● **Consigna 1**
Indica si cada afirmación, (a), (b) y (c), concuerda con el fragmento de lectura. Responde sí o no y cita entre comillas las palabras del fragmento que lo deciden.
(a) Las cicatrices duraban solo una semana.
(b) Sendrós llegó a la presidencia del CE Alcover sin haber formado parte de su junta directiva.
(c) A Kiko le daba igual perder.
● **Consigna 2**
Duplica sin cambios el pasaje del fragmento de lectura que comienza en las palabras «Las cicatrices duraban» y termina después de «septiembre del 2000.».

● **Fragmento de lectura**
####

Las cicatrices duraban tan solo una semana y el resultado era lo de menos, «aunque a nadie le gustaba perder, y menos a Kiko», deja claro un Francesc Sendrós que por las fechas en que el portero era un valor en alza ya se había agenciado de la presidencia del CE Alcover después de pasar por su junta directiva. «Era eléctrico y gozaba de facultades que otros, a su edad, todavía no habían desarrollado», cuenta el exdirigente, que firmó su baja del conjunto local para que continuara defendiendo los colores del Nàstic en septiembre del 2000.

####

Entradas extraídas de una colección

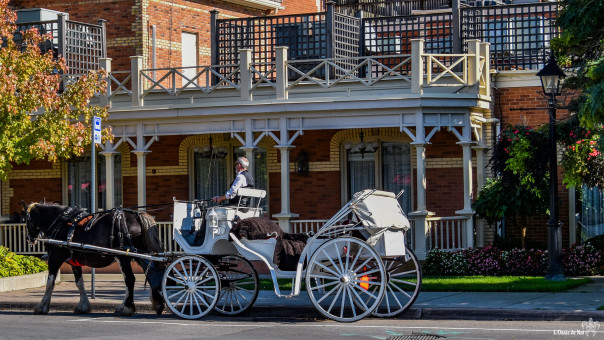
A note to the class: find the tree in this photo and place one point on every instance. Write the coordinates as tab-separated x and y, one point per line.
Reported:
580	47
520	158
37	120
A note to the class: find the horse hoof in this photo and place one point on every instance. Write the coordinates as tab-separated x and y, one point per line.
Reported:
159	308
124	311
40	310
81	311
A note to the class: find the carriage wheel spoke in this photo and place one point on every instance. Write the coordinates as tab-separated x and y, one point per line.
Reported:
177	280
337	275
184	305
201	298
339	272
346	251
335	298
354	311
329	293
325	285
343	302
409	283
364	291
402	291
359	299
395	298
178	292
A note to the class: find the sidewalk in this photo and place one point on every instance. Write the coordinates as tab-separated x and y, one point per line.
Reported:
579	304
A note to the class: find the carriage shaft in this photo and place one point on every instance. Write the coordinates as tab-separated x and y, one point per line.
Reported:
76	245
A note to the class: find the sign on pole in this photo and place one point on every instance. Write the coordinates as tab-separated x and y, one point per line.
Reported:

####

● **Resultado del ejercicio 1**
(a) Sí: «Las cicatrices duraban tan solo una semana».
(b) No: «después de pasar por su junta directiva».
(c) No: «aunque a nadie le gustaba perder, y menos a Kiko».

● **Resultado del ejercicio 2**
Las cicatrices duraban tan solo una semana y el resultado era lo de menos, «aunque a nadie le gustaba perder, y menos a Kiko», deja claro un Francesc Sendrós que por las fechas en que el portero era un valor en alza ya se había agenciado de la presidencia del CE Alcover después de pasar por su junta directiva. «Era eléctrico y gozaba de facultades que otros, a su edad, todavía no habían desarrollado», cuenta el exdirigente, que firmó su baja del conjunto local para que continuara defendiendo los colores del Nàstic en septiembre del 2000.